→ DOCUMENT EXTRACT
Keratosis Pilaris

Shoulder-Before-and-AfterKeratosis pilaris (sometimes called “KP”) is a harmless skin condition that causes small, hardened bumps to form along the skin. It’s most commonly found on the cheeks, arms, thighs, and buttocks. Skin in affected areas becomes dry and stiff, with a texture resembling sandpaper. This could be a valuable superpower for woodworkers and carpenters, but for everyone else, it’s a condition that requires some effort to ease its symptoms.

Thankfully, keratosis pilaris is not harmful, and the extent of skin affected becomes less over time. For example, some infants will have KP on their cheeks, on the backs of the arms, on the forearms, on the thighs, and on the lower legs. By the age of 9 or 10 years old, there may only be bumps on the cheeks and backs of arms. It has been estimated that over half of the population have this condition. Let’s take a closer look at keratosis pilaris causes, its symptoms, and possible treatments.

Keratosis Pilaris Symptoms

If you’ve ever gotten goosebumps, or gooseflesh as some like to call it, you have an idea of what keratosis pilaris symptoms look like. But unlike goose pimples (why does it have so many names?), the raised bumps associated with keratosis pilaris don’t go away. The affected skin becomes rough and dry, particularly when the air is cold or lacks humidity.

These bumps are often skin-colored but can be reddish on occasion. Apart from a mild itch, which isn’t present in all cases, there’s no pain associated with the condition, and it won’t worsen without treatment.

Keratosis Pilaris Causes

Keratosis pilaris is a perfect example of too much of a good thing. Keratin is a protective protein found in our skin cells. It gives the skin rigidity and strength, helping protect it against infections and rendering it less likely to tear. However, people that suffer from keratosis pilaris produce too much keratin. The protein builds up around hair follicles, forming a solid plug and the condition’s characteristic bumps.

→ DATA
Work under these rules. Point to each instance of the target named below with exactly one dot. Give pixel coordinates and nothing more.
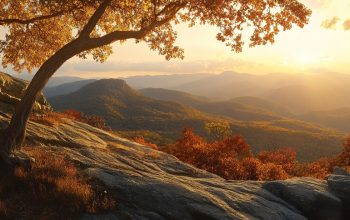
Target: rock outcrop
(150, 184)
(11, 91)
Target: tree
(44, 34)
(218, 129)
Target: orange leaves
(49, 25)
(231, 158)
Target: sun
(305, 58)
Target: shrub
(52, 189)
(231, 158)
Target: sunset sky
(322, 46)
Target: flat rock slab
(308, 195)
(151, 185)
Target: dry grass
(54, 119)
(53, 189)
(51, 118)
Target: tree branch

→ REQUIRED WORK
What protein does the keratosis pilaris text say people with the condition produce too much of? The material comes from another source and is unrelated to the keratosis pilaris text.

→ COMPLETED TASK
Keratin.